== GOAL OF THE EXERCISE ==
Rewrite the lines from the one containing "Tag the cascading" up to and including the one containing "<point>110,184</point>", replacing "cascading water" with "falling water" and leaving everything else unchanged.

* * * * *

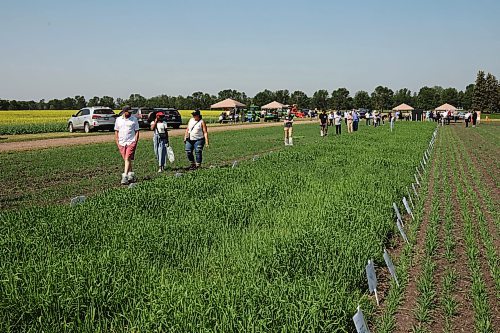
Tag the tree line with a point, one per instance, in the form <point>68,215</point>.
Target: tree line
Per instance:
<point>484,96</point>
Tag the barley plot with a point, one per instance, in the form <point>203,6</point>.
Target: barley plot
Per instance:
<point>276,244</point>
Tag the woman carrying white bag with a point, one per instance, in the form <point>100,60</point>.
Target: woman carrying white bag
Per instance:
<point>160,141</point>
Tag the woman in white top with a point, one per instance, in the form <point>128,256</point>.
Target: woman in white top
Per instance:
<point>195,138</point>
<point>160,139</point>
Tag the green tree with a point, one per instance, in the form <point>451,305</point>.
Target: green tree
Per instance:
<point>68,104</point>
<point>465,100</point>
<point>402,96</point>
<point>320,99</point>
<point>362,100</point>
<point>341,100</point>
<point>382,98</point>
<point>107,101</point>
<point>135,100</point>
<point>427,98</point>
<point>80,102</point>
<point>491,93</point>
<point>282,96</point>
<point>300,98</point>
<point>264,97</point>
<point>479,101</point>
<point>94,101</point>
<point>449,95</point>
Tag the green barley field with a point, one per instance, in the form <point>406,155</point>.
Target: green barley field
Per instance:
<point>276,244</point>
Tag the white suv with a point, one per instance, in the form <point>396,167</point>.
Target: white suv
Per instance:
<point>93,118</point>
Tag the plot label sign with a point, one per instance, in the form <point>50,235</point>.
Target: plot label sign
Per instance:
<point>359,322</point>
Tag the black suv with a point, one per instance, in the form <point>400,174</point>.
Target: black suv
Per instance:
<point>142,115</point>
<point>172,116</point>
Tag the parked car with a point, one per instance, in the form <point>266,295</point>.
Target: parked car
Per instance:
<point>93,118</point>
<point>142,115</point>
<point>172,116</point>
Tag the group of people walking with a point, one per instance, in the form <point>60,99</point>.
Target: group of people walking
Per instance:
<point>127,137</point>
<point>196,133</point>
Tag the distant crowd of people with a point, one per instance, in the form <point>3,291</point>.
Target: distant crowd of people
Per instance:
<point>445,117</point>
<point>196,133</point>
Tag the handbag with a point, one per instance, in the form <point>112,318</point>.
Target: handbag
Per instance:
<point>170,154</point>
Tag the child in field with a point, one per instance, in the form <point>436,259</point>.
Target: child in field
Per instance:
<point>288,126</point>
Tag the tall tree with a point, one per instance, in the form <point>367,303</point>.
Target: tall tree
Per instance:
<point>264,97</point>
<point>80,102</point>
<point>427,98</point>
<point>107,101</point>
<point>94,101</point>
<point>479,101</point>
<point>282,96</point>
<point>382,98</point>
<point>300,98</point>
<point>135,100</point>
<point>362,100</point>
<point>491,93</point>
<point>341,100</point>
<point>402,96</point>
<point>320,99</point>
<point>449,95</point>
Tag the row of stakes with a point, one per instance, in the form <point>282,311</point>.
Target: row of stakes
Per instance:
<point>371,276</point>
<point>81,198</point>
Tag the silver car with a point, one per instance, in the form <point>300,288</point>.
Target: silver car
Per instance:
<point>93,118</point>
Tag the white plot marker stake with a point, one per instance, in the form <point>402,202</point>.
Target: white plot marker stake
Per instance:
<point>372,279</point>
<point>419,174</point>
<point>402,231</point>
<point>408,210</point>
<point>409,196</point>
<point>390,266</point>
<point>398,215</point>
<point>360,322</point>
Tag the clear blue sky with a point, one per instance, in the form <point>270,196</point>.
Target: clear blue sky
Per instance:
<point>59,48</point>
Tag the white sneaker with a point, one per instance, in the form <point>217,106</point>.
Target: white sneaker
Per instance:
<point>124,180</point>
<point>131,177</point>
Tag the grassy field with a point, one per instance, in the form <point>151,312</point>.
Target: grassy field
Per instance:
<point>454,282</point>
<point>275,244</point>
<point>51,121</point>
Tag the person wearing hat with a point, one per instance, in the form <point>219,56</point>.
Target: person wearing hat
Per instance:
<point>160,139</point>
<point>126,138</point>
<point>195,138</point>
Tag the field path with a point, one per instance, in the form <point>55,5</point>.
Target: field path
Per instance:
<point>84,140</point>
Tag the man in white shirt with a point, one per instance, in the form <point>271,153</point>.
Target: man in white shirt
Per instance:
<point>126,137</point>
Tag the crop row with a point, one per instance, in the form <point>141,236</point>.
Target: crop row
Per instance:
<point>478,289</point>
<point>278,244</point>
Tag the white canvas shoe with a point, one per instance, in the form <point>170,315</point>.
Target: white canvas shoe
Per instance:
<point>131,177</point>
<point>124,180</point>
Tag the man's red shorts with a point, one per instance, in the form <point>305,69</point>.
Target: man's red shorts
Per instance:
<point>128,151</point>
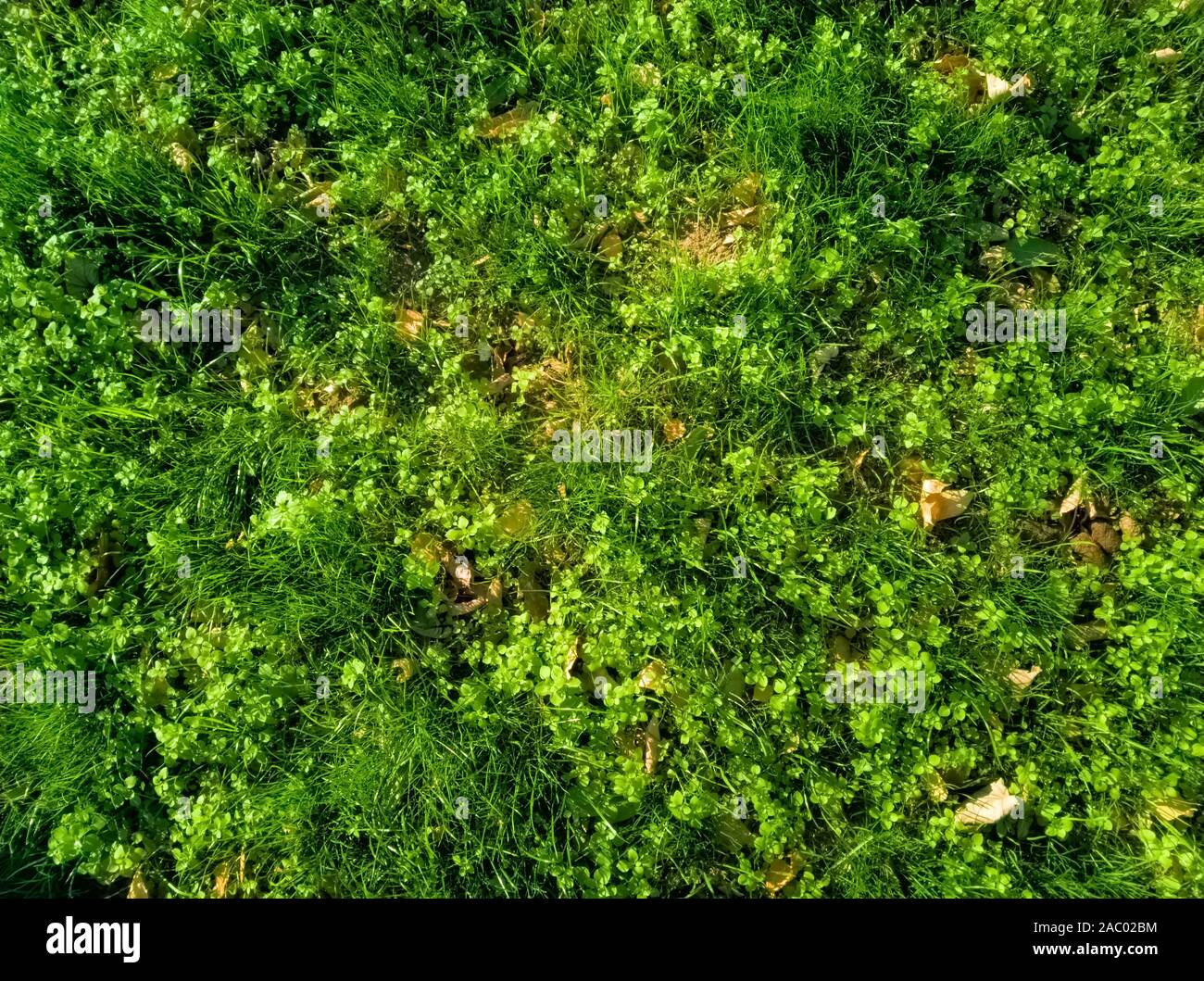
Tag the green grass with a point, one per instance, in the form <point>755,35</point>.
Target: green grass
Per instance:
<point>256,732</point>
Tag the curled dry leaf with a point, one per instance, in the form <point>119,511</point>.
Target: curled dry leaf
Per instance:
<point>1106,535</point>
<point>782,873</point>
<point>937,503</point>
<point>460,572</point>
<point>507,124</point>
<point>1072,497</point>
<point>483,595</point>
<point>651,678</point>
<point>992,804</point>
<point>1172,808</point>
<point>405,668</point>
<point>429,547</point>
<point>221,881</point>
<point>1022,678</point>
<point>646,76</point>
<point>746,218</point>
<point>409,324</point>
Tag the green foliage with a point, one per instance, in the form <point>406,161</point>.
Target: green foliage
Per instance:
<point>302,712</point>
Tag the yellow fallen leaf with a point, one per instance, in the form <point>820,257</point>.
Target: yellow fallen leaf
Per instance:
<point>1022,678</point>
<point>1106,535</point>
<point>1085,547</point>
<point>137,887</point>
<point>429,547</point>
<point>1072,497</point>
<point>938,505</point>
<point>405,668</point>
<point>409,324</point>
<point>1172,808</point>
<point>988,807</point>
<point>1130,527</point>
<point>653,676</point>
<point>500,127</point>
<point>782,873</point>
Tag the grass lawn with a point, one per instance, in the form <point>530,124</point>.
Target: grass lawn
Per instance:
<point>602,448</point>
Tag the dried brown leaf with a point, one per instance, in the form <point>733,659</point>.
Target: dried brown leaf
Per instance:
<point>1072,497</point>
<point>782,873</point>
<point>1106,535</point>
<point>674,429</point>
<point>937,503</point>
<point>1022,678</point>
<point>990,805</point>
<point>409,325</point>
<point>1085,547</point>
<point>1172,808</point>
<point>507,124</point>
<point>651,678</point>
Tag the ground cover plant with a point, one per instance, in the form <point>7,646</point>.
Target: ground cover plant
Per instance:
<point>578,465</point>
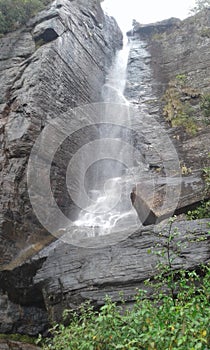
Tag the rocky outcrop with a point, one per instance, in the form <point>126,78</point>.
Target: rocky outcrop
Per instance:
<point>57,62</point>
<point>168,80</point>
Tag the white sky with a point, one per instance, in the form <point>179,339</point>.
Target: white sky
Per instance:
<point>146,11</point>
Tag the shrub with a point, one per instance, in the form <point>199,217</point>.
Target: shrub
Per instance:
<point>14,13</point>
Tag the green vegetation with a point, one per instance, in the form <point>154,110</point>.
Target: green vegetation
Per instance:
<point>202,211</point>
<point>159,324</point>
<point>205,32</point>
<point>18,337</point>
<point>14,13</point>
<point>205,107</point>
<point>185,106</point>
<point>200,5</point>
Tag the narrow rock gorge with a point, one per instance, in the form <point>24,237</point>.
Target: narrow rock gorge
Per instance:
<point>60,61</point>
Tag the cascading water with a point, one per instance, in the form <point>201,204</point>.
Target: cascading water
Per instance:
<point>110,184</point>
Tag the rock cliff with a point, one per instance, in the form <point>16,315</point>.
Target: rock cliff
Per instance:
<point>168,78</point>
<point>59,61</point>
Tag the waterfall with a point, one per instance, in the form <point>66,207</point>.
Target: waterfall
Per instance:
<point>110,183</point>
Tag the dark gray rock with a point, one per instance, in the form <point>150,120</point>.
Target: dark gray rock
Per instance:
<point>69,275</point>
<point>169,63</point>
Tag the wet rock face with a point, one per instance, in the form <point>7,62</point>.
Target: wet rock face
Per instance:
<point>58,61</point>
<point>167,80</point>
<point>68,275</point>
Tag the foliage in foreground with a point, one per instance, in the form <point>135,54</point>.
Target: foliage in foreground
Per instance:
<point>14,13</point>
<point>159,324</point>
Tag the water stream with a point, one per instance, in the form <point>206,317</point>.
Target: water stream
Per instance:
<point>109,182</point>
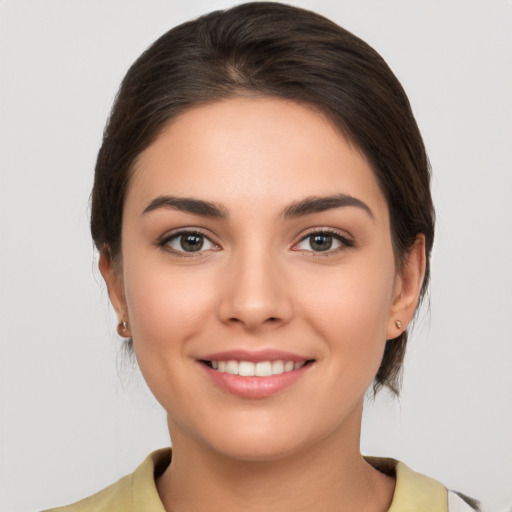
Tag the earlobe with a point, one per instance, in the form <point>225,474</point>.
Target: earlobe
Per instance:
<point>114,281</point>
<point>407,289</point>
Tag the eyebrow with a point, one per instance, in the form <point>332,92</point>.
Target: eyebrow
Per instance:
<point>315,204</point>
<point>189,205</point>
<point>306,206</point>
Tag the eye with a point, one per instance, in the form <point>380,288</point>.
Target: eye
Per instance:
<point>323,241</point>
<point>188,242</point>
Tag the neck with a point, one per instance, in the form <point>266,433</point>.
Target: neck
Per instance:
<point>329,476</point>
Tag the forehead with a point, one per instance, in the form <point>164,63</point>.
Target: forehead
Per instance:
<point>252,151</point>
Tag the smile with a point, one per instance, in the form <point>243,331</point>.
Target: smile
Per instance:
<point>255,369</point>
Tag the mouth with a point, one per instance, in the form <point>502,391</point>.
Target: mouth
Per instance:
<point>256,369</point>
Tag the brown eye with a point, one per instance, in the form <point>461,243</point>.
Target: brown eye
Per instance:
<point>323,241</point>
<point>188,242</point>
<point>320,242</point>
<point>191,242</point>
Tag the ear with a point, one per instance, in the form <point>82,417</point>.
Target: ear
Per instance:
<point>407,289</point>
<point>114,280</point>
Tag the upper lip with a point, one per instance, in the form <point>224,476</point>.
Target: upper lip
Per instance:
<point>254,356</point>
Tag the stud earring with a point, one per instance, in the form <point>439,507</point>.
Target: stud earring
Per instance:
<point>122,327</point>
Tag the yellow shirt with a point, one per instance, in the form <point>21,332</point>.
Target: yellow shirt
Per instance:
<point>137,492</point>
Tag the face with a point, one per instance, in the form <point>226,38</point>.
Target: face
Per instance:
<point>258,278</point>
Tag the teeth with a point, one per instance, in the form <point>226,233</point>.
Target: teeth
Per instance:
<point>261,369</point>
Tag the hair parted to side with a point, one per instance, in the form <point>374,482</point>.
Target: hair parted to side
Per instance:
<point>275,50</point>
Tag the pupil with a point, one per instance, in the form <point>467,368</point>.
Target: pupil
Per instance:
<point>191,243</point>
<point>321,242</point>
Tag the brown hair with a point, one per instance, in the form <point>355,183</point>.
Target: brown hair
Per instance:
<point>275,50</point>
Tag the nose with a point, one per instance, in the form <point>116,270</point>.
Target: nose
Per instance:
<point>254,293</point>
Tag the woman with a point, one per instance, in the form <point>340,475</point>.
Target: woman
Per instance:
<point>263,215</point>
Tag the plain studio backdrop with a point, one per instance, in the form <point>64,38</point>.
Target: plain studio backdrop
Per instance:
<point>75,417</point>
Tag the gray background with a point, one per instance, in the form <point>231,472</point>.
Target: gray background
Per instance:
<point>74,416</point>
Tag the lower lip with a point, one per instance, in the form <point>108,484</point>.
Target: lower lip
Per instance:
<point>255,387</point>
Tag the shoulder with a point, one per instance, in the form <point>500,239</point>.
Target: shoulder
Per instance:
<point>129,493</point>
<point>418,492</point>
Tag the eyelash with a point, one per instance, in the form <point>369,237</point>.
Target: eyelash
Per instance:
<point>164,242</point>
<point>344,241</point>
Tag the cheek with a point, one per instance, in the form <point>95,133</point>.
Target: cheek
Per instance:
<point>350,310</point>
<point>166,305</point>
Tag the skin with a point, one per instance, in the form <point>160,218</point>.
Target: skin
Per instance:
<point>258,284</point>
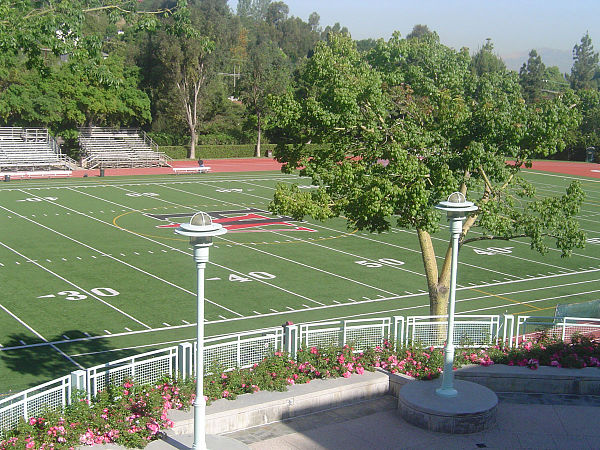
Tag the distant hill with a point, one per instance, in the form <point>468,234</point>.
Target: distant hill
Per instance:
<point>550,57</point>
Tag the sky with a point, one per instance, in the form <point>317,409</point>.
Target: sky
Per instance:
<point>515,27</point>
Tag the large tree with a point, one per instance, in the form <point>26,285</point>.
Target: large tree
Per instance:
<point>265,74</point>
<point>408,126</point>
<point>186,59</point>
<point>32,28</point>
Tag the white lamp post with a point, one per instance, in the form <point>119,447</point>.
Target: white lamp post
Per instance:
<point>200,230</point>
<point>456,206</point>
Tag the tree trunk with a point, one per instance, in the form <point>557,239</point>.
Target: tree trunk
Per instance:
<point>257,152</point>
<point>438,283</point>
<point>193,137</point>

* * * * *

== RESPONSE ==
Tag the falling water with a point, one per instance, in the form <point>201,204</point>.
Target: falling water
Per instance:
<point>110,184</point>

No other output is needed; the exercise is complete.